Rewrite each of the records below as a JSON list of strings, one string per line, leaving out blank lines.

━━ MATERIAL SHOWN ━━

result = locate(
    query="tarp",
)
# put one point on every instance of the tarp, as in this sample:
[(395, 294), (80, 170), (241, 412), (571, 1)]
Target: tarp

━━━

**OUTPUT BELOW:**
[
  "result = locate(",
  "    query=\"tarp\",",
  ")",
  "# put one point on every instance of the tarp, as in this sample:",
  "[(395, 294), (80, 170), (241, 412), (571, 1)]",
  "Target: tarp"
]